> _What the task asks_
Look through the listing and locate every line containing the word "tuples"; copy those lines.

> _Records to use_
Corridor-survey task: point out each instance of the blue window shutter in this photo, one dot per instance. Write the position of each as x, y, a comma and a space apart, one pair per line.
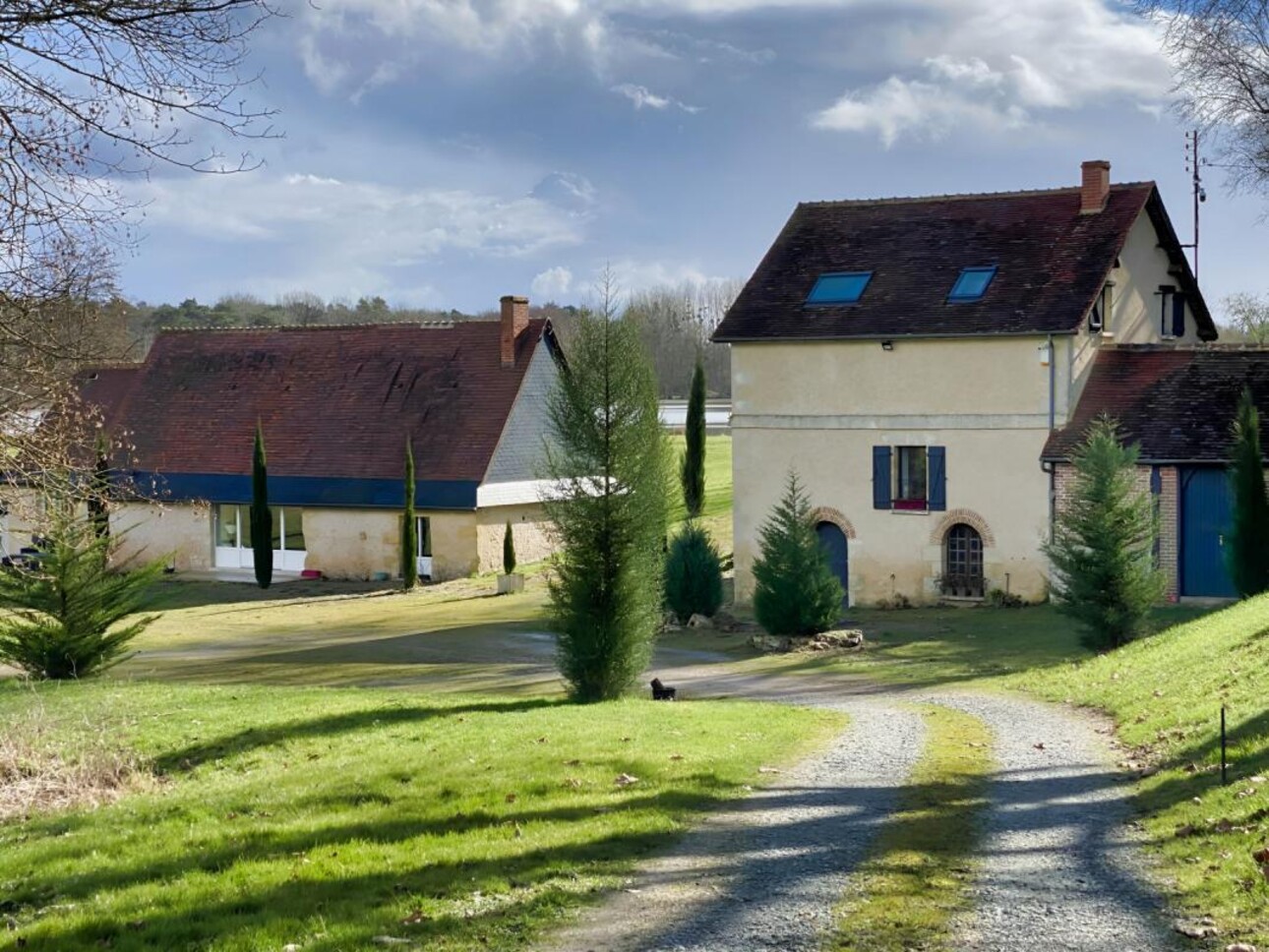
937, 470
1178, 315
880, 477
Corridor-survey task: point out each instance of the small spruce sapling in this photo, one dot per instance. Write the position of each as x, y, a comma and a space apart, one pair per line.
795, 589
693, 574
1247, 554
1103, 542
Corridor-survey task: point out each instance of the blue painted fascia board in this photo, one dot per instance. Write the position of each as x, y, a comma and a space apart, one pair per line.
306, 490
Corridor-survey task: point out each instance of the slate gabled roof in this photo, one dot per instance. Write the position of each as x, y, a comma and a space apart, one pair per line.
1177, 402
1051, 263
335, 401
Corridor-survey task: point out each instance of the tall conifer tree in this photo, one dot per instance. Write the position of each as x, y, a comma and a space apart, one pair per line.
693, 470
1247, 554
409, 525
607, 459
795, 589
262, 518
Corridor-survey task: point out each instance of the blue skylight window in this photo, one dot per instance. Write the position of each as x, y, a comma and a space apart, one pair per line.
972, 283
839, 288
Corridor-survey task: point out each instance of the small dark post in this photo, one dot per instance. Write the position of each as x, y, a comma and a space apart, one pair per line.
1225, 778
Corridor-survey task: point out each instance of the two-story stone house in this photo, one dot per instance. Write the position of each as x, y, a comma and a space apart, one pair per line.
911, 357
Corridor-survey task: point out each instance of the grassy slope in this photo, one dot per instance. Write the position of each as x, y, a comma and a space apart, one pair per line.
939, 646
1167, 693
327, 817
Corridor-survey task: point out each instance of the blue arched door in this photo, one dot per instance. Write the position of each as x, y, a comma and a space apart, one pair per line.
834, 542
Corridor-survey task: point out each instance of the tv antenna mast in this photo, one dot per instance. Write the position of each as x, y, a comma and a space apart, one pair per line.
1193, 165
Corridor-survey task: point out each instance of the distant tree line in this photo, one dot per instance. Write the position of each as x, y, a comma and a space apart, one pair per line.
674, 324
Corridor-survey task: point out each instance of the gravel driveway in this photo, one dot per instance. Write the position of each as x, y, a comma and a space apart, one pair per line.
1058, 867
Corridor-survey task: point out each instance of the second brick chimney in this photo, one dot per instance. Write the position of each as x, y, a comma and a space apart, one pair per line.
515, 319
1094, 187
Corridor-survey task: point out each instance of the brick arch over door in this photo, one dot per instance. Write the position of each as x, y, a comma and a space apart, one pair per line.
970, 518
826, 513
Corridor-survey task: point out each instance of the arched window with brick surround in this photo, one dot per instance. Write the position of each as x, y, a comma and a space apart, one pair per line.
962, 563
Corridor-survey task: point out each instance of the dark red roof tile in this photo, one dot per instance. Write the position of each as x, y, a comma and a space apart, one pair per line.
1178, 404
333, 401
1051, 261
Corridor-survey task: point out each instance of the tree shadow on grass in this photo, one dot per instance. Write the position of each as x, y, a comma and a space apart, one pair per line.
506, 895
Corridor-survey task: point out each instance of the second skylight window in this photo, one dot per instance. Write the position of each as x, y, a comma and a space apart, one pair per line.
972, 283
839, 288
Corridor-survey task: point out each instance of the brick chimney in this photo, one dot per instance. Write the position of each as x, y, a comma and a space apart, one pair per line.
1094, 187
515, 319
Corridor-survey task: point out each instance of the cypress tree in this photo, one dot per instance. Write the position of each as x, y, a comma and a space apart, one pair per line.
693, 467
262, 519
795, 589
607, 458
508, 551
1247, 554
409, 525
1103, 542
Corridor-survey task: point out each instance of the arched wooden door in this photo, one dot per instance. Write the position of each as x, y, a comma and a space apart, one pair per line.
834, 542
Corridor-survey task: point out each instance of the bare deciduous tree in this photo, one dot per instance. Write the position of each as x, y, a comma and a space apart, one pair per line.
1247, 317
92, 91
1220, 52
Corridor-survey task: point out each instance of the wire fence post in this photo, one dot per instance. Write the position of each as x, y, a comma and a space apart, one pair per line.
1225, 778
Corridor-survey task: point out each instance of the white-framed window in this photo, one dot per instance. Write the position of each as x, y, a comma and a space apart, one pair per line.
232, 535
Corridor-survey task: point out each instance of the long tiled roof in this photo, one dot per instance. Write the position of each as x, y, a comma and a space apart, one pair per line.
1178, 404
332, 401
1051, 262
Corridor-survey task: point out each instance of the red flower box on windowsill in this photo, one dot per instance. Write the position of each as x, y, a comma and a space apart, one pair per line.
911, 505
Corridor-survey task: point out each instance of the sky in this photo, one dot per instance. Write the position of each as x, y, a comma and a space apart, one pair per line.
446, 152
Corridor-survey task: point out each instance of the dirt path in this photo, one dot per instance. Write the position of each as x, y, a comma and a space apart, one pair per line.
1058, 868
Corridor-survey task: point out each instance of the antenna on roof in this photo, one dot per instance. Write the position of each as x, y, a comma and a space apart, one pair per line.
1193, 165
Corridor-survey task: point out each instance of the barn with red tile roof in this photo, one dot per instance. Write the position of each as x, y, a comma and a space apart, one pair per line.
336, 405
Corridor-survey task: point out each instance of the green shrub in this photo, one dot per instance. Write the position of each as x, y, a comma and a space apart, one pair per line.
1247, 553
1103, 544
66, 615
693, 574
998, 598
795, 589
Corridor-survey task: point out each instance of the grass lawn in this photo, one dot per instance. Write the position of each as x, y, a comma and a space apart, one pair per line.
449, 637
327, 817
1165, 693
939, 646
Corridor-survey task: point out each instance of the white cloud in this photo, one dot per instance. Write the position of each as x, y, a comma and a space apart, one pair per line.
997, 68
552, 283
643, 96
566, 189
342, 236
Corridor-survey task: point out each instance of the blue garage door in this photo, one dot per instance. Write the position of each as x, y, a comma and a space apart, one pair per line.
1204, 525
834, 542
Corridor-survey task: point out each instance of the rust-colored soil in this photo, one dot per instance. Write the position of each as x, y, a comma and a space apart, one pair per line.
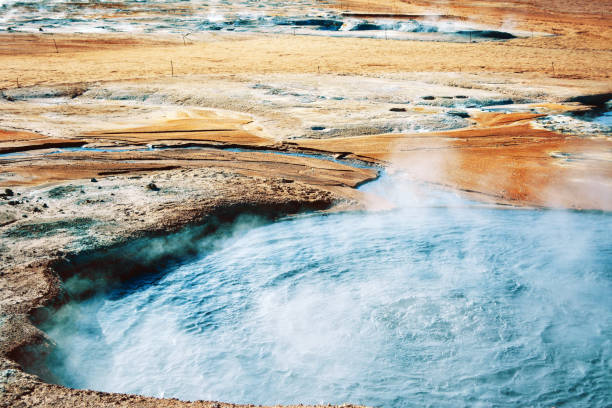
514, 163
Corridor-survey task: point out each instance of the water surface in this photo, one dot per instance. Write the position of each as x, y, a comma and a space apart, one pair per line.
438, 303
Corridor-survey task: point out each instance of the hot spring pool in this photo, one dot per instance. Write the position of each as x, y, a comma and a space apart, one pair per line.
435, 304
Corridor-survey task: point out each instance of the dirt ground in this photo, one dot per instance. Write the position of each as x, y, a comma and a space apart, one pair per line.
109, 137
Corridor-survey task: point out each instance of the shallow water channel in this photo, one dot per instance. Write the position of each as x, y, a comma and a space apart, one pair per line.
440, 302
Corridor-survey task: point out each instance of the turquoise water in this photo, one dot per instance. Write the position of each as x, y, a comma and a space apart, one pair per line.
438, 303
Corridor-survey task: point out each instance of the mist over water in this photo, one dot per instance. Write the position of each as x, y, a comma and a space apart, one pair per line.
437, 303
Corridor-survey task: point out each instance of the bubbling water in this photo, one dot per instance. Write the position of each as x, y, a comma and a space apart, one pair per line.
442, 304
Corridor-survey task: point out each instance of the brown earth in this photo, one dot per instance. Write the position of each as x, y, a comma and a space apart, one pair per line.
55, 211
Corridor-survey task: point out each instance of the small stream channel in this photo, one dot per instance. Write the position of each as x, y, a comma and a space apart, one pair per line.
440, 302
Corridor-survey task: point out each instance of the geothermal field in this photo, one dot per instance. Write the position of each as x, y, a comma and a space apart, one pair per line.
381, 203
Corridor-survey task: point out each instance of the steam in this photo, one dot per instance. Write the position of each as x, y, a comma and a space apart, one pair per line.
438, 302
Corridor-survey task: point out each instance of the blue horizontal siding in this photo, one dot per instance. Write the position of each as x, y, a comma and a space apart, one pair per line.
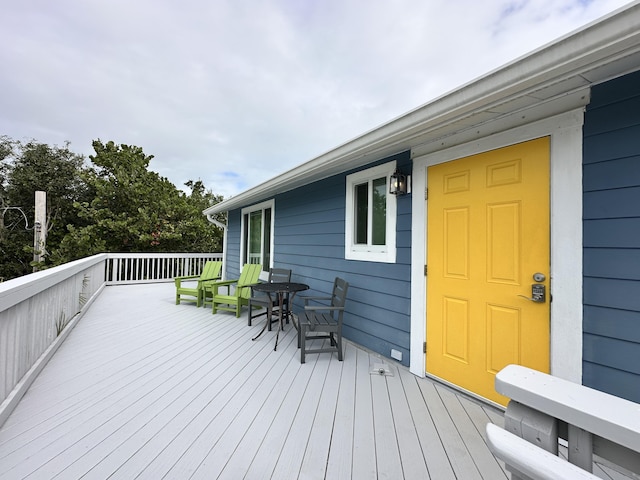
310, 240
611, 229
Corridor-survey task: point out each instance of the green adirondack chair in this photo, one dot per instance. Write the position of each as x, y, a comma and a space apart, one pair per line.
211, 271
234, 300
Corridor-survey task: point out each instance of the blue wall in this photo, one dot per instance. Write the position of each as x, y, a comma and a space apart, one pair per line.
309, 239
611, 185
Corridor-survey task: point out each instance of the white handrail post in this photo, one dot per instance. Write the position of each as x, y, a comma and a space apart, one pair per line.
533, 426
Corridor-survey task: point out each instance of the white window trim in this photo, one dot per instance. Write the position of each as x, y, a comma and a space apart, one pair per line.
383, 254
258, 206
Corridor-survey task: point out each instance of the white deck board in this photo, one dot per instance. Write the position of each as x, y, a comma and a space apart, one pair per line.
146, 389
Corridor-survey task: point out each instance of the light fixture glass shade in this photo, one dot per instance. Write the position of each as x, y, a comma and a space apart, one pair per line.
398, 183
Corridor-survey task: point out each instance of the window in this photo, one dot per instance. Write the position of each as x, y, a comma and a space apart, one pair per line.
370, 230
257, 234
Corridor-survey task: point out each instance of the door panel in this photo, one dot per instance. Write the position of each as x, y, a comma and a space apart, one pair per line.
488, 233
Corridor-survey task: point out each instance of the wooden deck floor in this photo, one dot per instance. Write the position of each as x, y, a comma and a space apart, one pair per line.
146, 389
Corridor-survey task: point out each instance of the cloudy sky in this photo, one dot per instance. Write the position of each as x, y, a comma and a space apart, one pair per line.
233, 92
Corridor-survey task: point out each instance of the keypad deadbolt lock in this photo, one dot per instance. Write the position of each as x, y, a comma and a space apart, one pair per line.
538, 290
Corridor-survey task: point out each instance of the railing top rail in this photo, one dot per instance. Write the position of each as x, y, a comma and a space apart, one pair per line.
605, 415
163, 255
19, 289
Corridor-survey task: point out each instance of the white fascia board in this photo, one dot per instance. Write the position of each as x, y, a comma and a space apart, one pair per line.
579, 57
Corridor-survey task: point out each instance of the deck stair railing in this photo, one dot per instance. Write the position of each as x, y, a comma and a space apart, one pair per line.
545, 409
37, 311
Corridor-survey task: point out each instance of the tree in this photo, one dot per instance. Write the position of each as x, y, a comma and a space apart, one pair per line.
25, 168
137, 210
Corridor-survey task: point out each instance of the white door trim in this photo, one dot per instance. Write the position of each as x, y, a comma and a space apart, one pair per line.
565, 131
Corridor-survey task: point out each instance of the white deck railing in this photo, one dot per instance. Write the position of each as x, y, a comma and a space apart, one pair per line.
38, 310
123, 268
544, 409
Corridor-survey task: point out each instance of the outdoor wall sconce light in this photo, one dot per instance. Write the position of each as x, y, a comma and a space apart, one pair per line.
398, 183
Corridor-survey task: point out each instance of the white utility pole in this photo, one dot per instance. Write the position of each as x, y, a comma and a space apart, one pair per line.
40, 227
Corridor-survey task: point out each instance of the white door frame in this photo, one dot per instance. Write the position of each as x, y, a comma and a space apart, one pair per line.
565, 131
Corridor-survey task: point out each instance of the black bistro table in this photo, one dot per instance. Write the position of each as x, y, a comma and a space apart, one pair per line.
282, 290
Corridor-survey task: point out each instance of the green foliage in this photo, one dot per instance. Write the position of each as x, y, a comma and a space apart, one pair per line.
114, 203
26, 168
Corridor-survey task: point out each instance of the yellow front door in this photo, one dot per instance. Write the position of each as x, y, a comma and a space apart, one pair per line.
488, 236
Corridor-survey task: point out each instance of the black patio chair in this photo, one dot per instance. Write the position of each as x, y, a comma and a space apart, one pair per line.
323, 321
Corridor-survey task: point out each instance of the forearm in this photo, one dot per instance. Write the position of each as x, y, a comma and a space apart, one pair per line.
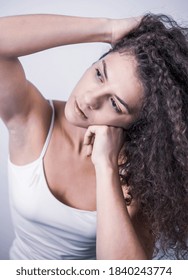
23, 35
116, 236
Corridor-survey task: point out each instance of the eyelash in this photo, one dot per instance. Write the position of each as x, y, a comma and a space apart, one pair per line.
113, 102
99, 75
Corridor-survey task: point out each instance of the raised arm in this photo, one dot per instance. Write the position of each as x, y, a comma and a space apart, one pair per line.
27, 34
122, 233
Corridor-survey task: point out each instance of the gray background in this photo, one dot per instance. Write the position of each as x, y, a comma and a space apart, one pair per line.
68, 63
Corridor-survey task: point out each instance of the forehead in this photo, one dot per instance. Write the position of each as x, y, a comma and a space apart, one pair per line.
122, 75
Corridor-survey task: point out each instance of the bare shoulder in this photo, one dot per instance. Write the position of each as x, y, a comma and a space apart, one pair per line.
29, 127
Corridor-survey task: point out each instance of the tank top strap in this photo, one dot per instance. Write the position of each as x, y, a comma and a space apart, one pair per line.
44, 149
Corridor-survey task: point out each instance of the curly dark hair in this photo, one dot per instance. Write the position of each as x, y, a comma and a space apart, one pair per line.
156, 145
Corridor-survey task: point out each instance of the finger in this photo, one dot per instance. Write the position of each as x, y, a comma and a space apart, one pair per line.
89, 150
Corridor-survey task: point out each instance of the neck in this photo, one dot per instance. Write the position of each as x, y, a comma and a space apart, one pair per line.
75, 137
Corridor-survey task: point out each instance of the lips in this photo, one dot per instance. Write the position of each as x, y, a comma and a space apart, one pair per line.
79, 111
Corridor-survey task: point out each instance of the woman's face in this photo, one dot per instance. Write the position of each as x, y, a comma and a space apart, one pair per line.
109, 93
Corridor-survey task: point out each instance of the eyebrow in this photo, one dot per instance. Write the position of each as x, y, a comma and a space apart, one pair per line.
105, 69
124, 104
118, 98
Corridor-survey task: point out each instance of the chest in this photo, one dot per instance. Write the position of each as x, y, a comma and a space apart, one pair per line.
70, 177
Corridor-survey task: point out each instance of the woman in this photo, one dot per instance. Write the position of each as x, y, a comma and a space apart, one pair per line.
104, 175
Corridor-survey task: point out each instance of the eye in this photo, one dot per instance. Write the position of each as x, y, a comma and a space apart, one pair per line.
115, 106
99, 75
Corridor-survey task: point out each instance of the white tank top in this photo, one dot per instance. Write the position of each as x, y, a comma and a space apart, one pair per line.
46, 228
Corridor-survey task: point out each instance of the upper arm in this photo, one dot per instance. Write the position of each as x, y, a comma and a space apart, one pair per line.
13, 90
142, 229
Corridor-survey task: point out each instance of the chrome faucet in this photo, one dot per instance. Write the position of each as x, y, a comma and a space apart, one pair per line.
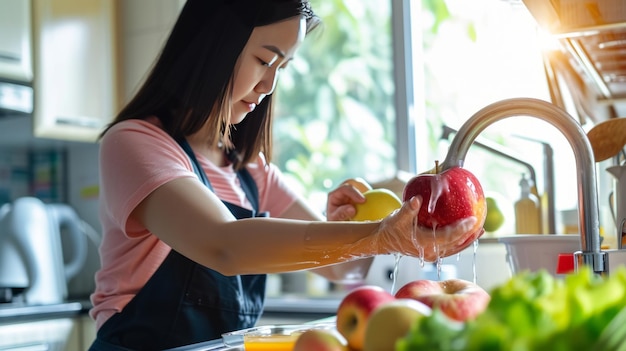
588, 210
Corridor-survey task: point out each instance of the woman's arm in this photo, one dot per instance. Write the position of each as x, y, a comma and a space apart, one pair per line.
340, 206
191, 219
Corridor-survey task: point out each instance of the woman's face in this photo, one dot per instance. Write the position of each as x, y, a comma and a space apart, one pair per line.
268, 50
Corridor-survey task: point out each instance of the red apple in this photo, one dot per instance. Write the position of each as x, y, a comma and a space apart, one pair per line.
355, 310
458, 299
320, 340
447, 198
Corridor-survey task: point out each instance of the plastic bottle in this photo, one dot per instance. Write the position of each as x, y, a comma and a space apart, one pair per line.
527, 210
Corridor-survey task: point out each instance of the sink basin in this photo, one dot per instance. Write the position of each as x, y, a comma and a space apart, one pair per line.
536, 251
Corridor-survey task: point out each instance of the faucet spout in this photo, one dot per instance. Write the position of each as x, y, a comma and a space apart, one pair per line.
588, 210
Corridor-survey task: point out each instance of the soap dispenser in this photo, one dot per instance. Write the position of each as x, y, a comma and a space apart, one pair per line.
527, 210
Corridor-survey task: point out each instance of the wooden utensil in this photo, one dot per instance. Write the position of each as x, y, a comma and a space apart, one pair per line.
607, 138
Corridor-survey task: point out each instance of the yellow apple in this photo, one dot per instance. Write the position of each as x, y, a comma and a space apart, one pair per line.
392, 321
320, 340
379, 203
355, 310
359, 183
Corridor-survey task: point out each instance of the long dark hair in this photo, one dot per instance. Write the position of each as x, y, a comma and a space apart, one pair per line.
191, 80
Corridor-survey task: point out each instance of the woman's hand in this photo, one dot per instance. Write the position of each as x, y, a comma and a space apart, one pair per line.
340, 205
400, 233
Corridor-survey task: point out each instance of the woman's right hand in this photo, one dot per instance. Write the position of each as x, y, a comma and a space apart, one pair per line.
400, 233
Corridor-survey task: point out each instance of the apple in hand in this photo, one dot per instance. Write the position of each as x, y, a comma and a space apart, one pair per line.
392, 321
447, 198
320, 340
355, 310
459, 299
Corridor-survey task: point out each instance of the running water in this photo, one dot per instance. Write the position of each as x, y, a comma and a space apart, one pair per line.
394, 275
474, 259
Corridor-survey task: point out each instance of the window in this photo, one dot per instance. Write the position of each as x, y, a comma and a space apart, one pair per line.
335, 117
475, 53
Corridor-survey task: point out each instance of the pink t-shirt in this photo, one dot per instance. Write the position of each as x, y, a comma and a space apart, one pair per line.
136, 157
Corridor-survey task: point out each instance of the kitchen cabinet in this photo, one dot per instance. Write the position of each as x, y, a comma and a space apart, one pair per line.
15, 41
75, 67
588, 69
62, 334
145, 27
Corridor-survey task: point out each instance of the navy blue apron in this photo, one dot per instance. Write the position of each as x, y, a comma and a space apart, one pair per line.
184, 302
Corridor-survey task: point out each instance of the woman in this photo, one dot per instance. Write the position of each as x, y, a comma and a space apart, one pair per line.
187, 186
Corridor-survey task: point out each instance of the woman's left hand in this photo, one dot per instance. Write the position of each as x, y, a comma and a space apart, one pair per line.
340, 205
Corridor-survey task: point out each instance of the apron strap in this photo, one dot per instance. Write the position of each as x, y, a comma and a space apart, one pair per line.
245, 179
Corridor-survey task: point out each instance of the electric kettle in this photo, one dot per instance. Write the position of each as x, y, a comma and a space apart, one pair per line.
31, 258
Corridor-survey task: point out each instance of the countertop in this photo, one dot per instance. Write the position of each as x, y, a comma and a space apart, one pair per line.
21, 312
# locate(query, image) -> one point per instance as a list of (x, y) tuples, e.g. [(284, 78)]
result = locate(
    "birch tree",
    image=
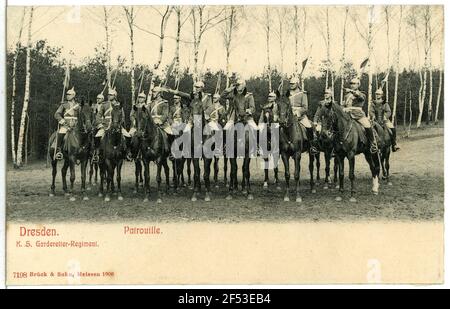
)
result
[(131, 16), (203, 18), (397, 66), (26, 98), (344, 44), (13, 95)]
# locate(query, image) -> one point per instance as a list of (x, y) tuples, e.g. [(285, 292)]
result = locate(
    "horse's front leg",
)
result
[(146, 164), (119, 179), (266, 173), (84, 163), (341, 177), (297, 159), (197, 185), (317, 156), (351, 176), (206, 176), (158, 181), (287, 175), (137, 174), (247, 162), (327, 156), (311, 171)]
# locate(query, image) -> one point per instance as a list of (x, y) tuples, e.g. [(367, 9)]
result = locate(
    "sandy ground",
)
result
[(417, 193)]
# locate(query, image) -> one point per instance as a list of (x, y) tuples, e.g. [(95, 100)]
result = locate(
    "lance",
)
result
[(65, 85)]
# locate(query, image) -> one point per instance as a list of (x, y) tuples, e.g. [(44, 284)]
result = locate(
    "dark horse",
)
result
[(112, 152), (76, 148), (349, 142), (326, 144), (292, 145), (152, 148)]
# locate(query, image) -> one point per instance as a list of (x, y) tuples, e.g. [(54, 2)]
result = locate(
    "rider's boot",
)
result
[(371, 137), (313, 140), (395, 147), (59, 155)]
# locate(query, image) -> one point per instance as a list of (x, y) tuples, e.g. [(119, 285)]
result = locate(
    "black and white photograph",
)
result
[(263, 144)]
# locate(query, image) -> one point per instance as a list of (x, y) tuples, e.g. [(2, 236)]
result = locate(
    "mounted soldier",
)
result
[(299, 104), (103, 120), (380, 112), (323, 111), (353, 104), (241, 104), (67, 117)]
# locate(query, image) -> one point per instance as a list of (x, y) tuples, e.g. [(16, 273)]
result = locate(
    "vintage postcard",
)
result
[(224, 144)]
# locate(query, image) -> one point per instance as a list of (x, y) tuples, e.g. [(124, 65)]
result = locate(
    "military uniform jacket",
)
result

> _Problem solution_
# locate(query, image) -> one point per instance as a list of (x, y) tuples, e.g. [(284, 78)]
# locate(query, image) -> one point per instance as a list of (x, y) tuples, e.g. [(285, 292)]
# locate(query, image) -> one point per instance as a list of (x, y) tuples, e.g. [(367, 9)]
# locate(query, image) -> one point per instance as a list of (x, y) tuples, e.g. [(95, 100)]
# locate(query, image) -> one point per instance as a list of (x, y) tuples, e.g. [(44, 284)]
# locate(query, image) -> one point per instance as a list of (x, y) tuples, e.g. [(54, 2)]
# locate(query, image) -> one point per instance as a list of (x, y) tuples, e.g. [(119, 285)]
# locate(query, image) -> one point per instance as a list of (x, y) tuples, e.g. [(2, 236)]
# locate(query, image) -> one point per instance as a list of (x, y) tuples, e.g. [(16, 273)]
# locate(query, image) -> one point per instance as a list of (x, y) tuples, e.g. [(124, 65)]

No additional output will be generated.